(Segmentation mask data)
:::::

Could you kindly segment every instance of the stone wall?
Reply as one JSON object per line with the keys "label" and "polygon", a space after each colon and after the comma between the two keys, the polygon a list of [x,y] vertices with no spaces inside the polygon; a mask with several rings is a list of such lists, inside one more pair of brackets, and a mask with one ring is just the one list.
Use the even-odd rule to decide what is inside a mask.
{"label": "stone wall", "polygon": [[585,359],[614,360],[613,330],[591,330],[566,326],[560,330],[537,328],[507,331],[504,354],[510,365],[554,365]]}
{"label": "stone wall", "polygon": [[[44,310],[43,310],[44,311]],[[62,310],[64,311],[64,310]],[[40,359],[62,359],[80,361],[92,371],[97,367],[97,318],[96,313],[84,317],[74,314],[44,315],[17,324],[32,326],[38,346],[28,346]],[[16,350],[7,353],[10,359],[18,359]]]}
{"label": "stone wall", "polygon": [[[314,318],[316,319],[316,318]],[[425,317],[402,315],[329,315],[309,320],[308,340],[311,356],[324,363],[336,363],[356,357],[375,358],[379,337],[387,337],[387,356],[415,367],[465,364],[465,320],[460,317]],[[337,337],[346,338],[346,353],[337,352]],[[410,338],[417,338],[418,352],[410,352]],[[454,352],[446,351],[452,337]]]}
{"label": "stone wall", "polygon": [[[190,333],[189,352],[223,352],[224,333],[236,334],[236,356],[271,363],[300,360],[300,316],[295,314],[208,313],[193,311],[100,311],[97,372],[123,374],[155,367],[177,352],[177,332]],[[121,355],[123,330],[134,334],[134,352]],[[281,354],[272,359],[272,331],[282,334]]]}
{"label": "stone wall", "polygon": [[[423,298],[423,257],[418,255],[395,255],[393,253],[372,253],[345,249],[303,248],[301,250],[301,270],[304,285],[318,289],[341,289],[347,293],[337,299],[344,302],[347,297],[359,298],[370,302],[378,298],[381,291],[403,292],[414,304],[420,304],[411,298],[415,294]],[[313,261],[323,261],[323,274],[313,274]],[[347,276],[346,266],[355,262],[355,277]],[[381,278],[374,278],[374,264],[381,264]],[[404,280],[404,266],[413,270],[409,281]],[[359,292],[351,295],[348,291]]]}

:::::

- ACTIVITY: Make an exact copy of every entry.

- REPLY TO THE EXERCISE:
Could you kindly segment every instance of the stone wall?
Reply as one JSON object per line with the keys "label" and "polygon", a space after each colon and after the comma between the two keys, the polygon a list of [x,y] vertices with no spaces inside the polygon; a mask with several rings is a list of such lists, inside one more pair of brackets, and a mask with one ring is just the one list.
Use the even-odd rule to decide what is inside a mask.
{"label": "stone wall", "polygon": [[585,359],[614,360],[613,330],[591,330],[566,326],[560,330],[537,328],[507,331],[504,354],[510,365],[554,365]]}
{"label": "stone wall", "polygon": [[[44,310],[43,310],[44,311]],[[62,310],[64,311],[64,310]],[[40,359],[62,359],[80,361],[92,371],[97,367],[97,318],[96,313],[84,317],[74,314],[44,315],[17,324],[32,326],[38,346],[28,346]],[[16,350],[7,353],[10,359],[18,359]]]}
{"label": "stone wall", "polygon": [[[314,318],[316,319],[316,318]],[[425,317],[402,315],[329,315],[309,320],[308,340],[311,356],[324,363],[336,363],[356,357],[375,358],[379,337],[387,337],[387,356],[415,367],[465,364],[465,320],[460,317]],[[337,337],[346,338],[346,353],[337,352]],[[410,338],[417,338],[418,352],[410,352]],[[454,352],[446,351],[452,337]]]}
{"label": "stone wall", "polygon": [[[190,333],[189,352],[223,352],[224,333],[236,334],[236,356],[271,363],[300,360],[300,316],[295,314],[208,313],[193,311],[100,311],[97,372],[123,374],[155,367],[177,352],[177,332]],[[121,355],[123,330],[134,334],[134,352]],[[281,354],[272,359],[272,331],[282,334]]]}
{"label": "stone wall", "polygon": [[[423,298],[423,257],[418,255],[395,255],[393,253],[372,253],[345,249],[303,248],[301,250],[301,270],[304,285],[318,289],[341,289],[347,293],[337,299],[344,302],[347,297],[359,298],[370,302],[378,298],[381,291],[403,292],[414,304],[420,304],[411,298],[415,294]],[[313,261],[323,261],[323,274],[313,274]],[[347,276],[346,266],[355,262],[355,277]],[[381,278],[374,278],[374,264],[381,264]],[[404,280],[404,266],[413,270],[409,281]],[[359,292],[351,295],[348,291]]]}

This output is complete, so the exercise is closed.